● The data
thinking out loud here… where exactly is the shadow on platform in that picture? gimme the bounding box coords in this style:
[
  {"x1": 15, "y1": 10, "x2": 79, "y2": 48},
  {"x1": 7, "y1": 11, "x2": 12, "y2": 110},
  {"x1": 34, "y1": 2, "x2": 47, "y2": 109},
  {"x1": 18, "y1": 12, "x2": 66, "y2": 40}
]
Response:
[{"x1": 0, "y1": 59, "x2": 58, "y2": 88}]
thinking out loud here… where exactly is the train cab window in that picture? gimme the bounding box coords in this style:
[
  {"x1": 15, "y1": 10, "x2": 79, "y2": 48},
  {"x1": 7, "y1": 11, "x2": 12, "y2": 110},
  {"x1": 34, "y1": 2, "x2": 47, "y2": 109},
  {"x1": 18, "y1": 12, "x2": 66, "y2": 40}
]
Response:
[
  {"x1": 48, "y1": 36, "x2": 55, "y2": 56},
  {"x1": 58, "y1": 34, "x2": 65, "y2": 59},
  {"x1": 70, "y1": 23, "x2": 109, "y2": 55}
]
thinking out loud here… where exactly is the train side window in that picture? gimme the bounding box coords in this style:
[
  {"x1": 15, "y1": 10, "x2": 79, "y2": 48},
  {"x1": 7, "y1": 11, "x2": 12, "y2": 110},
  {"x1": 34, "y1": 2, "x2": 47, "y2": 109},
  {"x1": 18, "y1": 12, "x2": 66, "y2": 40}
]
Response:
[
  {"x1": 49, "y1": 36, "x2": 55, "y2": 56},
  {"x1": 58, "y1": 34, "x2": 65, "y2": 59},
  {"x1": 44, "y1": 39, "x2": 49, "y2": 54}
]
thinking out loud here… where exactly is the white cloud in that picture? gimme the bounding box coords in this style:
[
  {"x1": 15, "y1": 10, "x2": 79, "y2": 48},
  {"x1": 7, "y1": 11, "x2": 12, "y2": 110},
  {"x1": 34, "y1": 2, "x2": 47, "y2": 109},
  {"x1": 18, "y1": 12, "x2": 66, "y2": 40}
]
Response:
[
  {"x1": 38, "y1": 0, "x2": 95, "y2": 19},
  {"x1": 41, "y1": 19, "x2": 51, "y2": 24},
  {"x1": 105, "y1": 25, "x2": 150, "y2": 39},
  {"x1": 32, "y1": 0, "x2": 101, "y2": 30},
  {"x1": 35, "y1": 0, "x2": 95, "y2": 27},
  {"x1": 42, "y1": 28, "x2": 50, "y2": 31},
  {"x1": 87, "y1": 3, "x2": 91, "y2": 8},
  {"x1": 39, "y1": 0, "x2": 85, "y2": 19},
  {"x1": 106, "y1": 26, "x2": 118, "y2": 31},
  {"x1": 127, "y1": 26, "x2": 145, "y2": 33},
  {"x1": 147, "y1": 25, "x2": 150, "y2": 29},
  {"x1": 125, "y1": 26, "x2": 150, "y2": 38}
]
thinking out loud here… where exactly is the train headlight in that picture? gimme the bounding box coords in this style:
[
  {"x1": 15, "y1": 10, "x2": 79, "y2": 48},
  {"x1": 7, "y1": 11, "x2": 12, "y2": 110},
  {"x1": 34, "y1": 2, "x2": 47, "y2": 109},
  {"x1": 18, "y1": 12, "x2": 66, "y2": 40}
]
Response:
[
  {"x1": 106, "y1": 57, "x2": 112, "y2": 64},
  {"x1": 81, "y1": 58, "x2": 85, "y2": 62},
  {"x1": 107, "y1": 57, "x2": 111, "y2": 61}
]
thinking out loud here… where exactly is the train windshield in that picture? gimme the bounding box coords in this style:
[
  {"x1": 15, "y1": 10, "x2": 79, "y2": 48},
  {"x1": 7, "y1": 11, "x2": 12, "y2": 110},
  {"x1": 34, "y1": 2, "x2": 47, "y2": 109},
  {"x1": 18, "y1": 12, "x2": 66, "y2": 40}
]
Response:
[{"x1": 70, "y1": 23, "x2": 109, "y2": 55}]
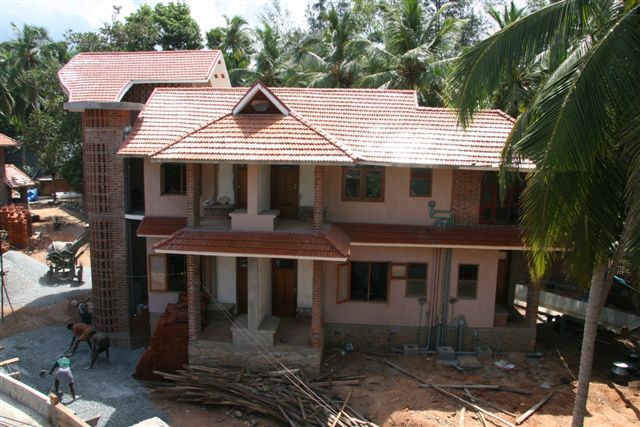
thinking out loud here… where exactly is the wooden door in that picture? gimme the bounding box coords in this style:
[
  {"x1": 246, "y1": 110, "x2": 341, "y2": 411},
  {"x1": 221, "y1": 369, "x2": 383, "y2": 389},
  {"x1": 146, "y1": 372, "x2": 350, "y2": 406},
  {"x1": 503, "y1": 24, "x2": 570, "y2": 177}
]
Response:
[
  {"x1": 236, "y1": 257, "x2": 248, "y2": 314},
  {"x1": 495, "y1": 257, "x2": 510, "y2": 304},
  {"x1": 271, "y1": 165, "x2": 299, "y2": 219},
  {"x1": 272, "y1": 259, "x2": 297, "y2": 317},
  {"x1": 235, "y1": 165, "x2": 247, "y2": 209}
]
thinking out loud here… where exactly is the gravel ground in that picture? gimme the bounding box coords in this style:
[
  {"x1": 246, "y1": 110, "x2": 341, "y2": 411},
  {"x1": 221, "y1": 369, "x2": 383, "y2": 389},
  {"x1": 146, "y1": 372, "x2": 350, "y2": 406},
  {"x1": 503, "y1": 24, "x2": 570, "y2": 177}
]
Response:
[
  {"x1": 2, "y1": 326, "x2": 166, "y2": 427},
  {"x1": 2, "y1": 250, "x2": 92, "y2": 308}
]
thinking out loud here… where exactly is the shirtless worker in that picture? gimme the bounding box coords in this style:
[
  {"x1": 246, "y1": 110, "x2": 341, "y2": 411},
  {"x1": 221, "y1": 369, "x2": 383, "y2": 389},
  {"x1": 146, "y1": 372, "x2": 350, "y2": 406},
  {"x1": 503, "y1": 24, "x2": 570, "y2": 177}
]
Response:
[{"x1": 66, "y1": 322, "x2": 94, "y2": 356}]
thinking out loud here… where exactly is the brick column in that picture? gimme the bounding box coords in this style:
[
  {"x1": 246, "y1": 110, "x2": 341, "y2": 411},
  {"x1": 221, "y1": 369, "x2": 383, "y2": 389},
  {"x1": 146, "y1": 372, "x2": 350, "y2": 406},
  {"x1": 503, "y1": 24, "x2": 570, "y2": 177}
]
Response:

● The task
With the pictures omitted, the material is to be transcribed exactly.

● Task solution
thinking out loud here… where exactly is the shadow on platform in that picture? gimme the bounding box coords in this style:
[
  {"x1": 15, "y1": 10, "x2": 79, "y2": 48},
  {"x1": 7, "y1": 11, "x2": 12, "y2": 110},
  {"x1": 34, "y1": 2, "x2": 47, "y2": 109},
  {"x1": 18, "y1": 12, "x2": 66, "y2": 40}
]
Response:
[{"x1": 0, "y1": 59, "x2": 58, "y2": 88}]
thinking out loud here… where exactly is the train cab window in that picture? gimme the bounding box coords in this style:
[
  {"x1": 15, "y1": 10, "x2": 79, "y2": 48},
  {"x1": 7, "y1": 11, "x2": 12, "y2": 110},
  {"x1": 34, "y1": 2, "x2": 47, "y2": 109},
  {"x1": 18, "y1": 12, "x2": 66, "y2": 40}
]
Response:
[
  {"x1": 48, "y1": 36, "x2": 55, "y2": 56},
  {"x1": 58, "y1": 34, "x2": 65, "y2": 59},
  {"x1": 70, "y1": 23, "x2": 109, "y2": 55}
]
thinking out loud here… where exactly is the train side window in that picture? gimme the bounding box coords in this style:
[
  {"x1": 15, "y1": 10, "x2": 79, "y2": 48},
  {"x1": 7, "y1": 11, "x2": 12, "y2": 110},
  {"x1": 34, "y1": 2, "x2": 47, "y2": 109},
  {"x1": 18, "y1": 12, "x2": 66, "y2": 40}
]
Response:
[
  {"x1": 49, "y1": 36, "x2": 55, "y2": 56},
  {"x1": 58, "y1": 34, "x2": 65, "y2": 59},
  {"x1": 44, "y1": 39, "x2": 49, "y2": 54}
]
thinking out loud here… where exactly is the white cloud in that picture? gimme the bounding box coords in this style:
[
  {"x1": 15, "y1": 10, "x2": 79, "y2": 48},
  {"x1": 7, "y1": 11, "x2": 12, "y2": 110},
  {"x1": 34, "y1": 2, "x2": 47, "y2": 109},
  {"x1": 18, "y1": 12, "x2": 66, "y2": 40}
]
Response:
[
  {"x1": 38, "y1": 0, "x2": 95, "y2": 19},
  {"x1": 41, "y1": 19, "x2": 51, "y2": 24},
  {"x1": 105, "y1": 25, "x2": 150, "y2": 39},
  {"x1": 32, "y1": 0, "x2": 101, "y2": 30},
  {"x1": 35, "y1": 0, "x2": 95, "y2": 27},
  {"x1": 42, "y1": 28, "x2": 50, "y2": 31},
  {"x1": 87, "y1": 3, "x2": 91, "y2": 8},
  {"x1": 39, "y1": 0, "x2": 85, "y2": 19},
  {"x1": 106, "y1": 26, "x2": 118, "y2": 31},
  {"x1": 127, "y1": 26, "x2": 145, "y2": 33},
  {"x1": 147, "y1": 25, "x2": 150, "y2": 29},
  {"x1": 125, "y1": 26, "x2": 150, "y2": 38}
]
thinking out loud here… where exactly is the train headlight in that picture? gimme the bounding box coords in this style:
[
  {"x1": 15, "y1": 10, "x2": 79, "y2": 48},
  {"x1": 7, "y1": 11, "x2": 12, "y2": 110},
  {"x1": 34, "y1": 2, "x2": 47, "y2": 109},
  {"x1": 18, "y1": 12, "x2": 66, "y2": 40}
]
Response:
[
  {"x1": 106, "y1": 57, "x2": 112, "y2": 64},
  {"x1": 81, "y1": 58, "x2": 85, "y2": 62},
  {"x1": 107, "y1": 57, "x2": 111, "y2": 61}
]
thinking out loud here… where exactly is the train windshield in that picture? gimme the bounding box coords in this style:
[
  {"x1": 15, "y1": 10, "x2": 79, "y2": 48},
  {"x1": 7, "y1": 11, "x2": 12, "y2": 110},
  {"x1": 34, "y1": 2, "x2": 47, "y2": 109},
  {"x1": 18, "y1": 12, "x2": 66, "y2": 40}
]
Response:
[{"x1": 70, "y1": 23, "x2": 109, "y2": 55}]
thinking out loud here… where exactly is the wooden door in that picture? gimme the bounding box coords in this style:
[
  {"x1": 246, "y1": 110, "x2": 341, "y2": 411},
  {"x1": 221, "y1": 369, "x2": 383, "y2": 389},
  {"x1": 146, "y1": 372, "x2": 350, "y2": 406},
  {"x1": 503, "y1": 24, "x2": 570, "y2": 177}
]
Response:
[
  {"x1": 236, "y1": 257, "x2": 248, "y2": 314},
  {"x1": 495, "y1": 257, "x2": 510, "y2": 304},
  {"x1": 271, "y1": 165, "x2": 299, "y2": 219},
  {"x1": 272, "y1": 259, "x2": 297, "y2": 317},
  {"x1": 235, "y1": 165, "x2": 247, "y2": 209}
]
thinking out loud here… where exactly is the gravel ground in that picture? gimme the bounding box coords in this style:
[
  {"x1": 246, "y1": 110, "x2": 341, "y2": 411},
  {"x1": 221, "y1": 369, "x2": 383, "y2": 389},
  {"x1": 146, "y1": 372, "x2": 350, "y2": 406},
  {"x1": 503, "y1": 24, "x2": 570, "y2": 177}
]
Response:
[
  {"x1": 2, "y1": 326, "x2": 166, "y2": 427},
  {"x1": 2, "y1": 250, "x2": 92, "y2": 308}
]
thinking out loud here… where exactly is the shirtless worker in that picture? gimme the bounding box coords in this style:
[
  {"x1": 246, "y1": 110, "x2": 341, "y2": 411},
  {"x1": 221, "y1": 369, "x2": 383, "y2": 389},
  {"x1": 146, "y1": 372, "x2": 350, "y2": 406},
  {"x1": 503, "y1": 24, "x2": 570, "y2": 177}
]
Response:
[{"x1": 66, "y1": 322, "x2": 94, "y2": 356}]
thinking out loud here… where exactly is the brick column in that picture? gimme the bounding box coords in this style:
[
  {"x1": 246, "y1": 110, "x2": 341, "y2": 411},
  {"x1": 221, "y1": 369, "x2": 383, "y2": 389},
  {"x1": 146, "y1": 372, "x2": 350, "y2": 406},
  {"x1": 503, "y1": 24, "x2": 570, "y2": 177}
]
Response:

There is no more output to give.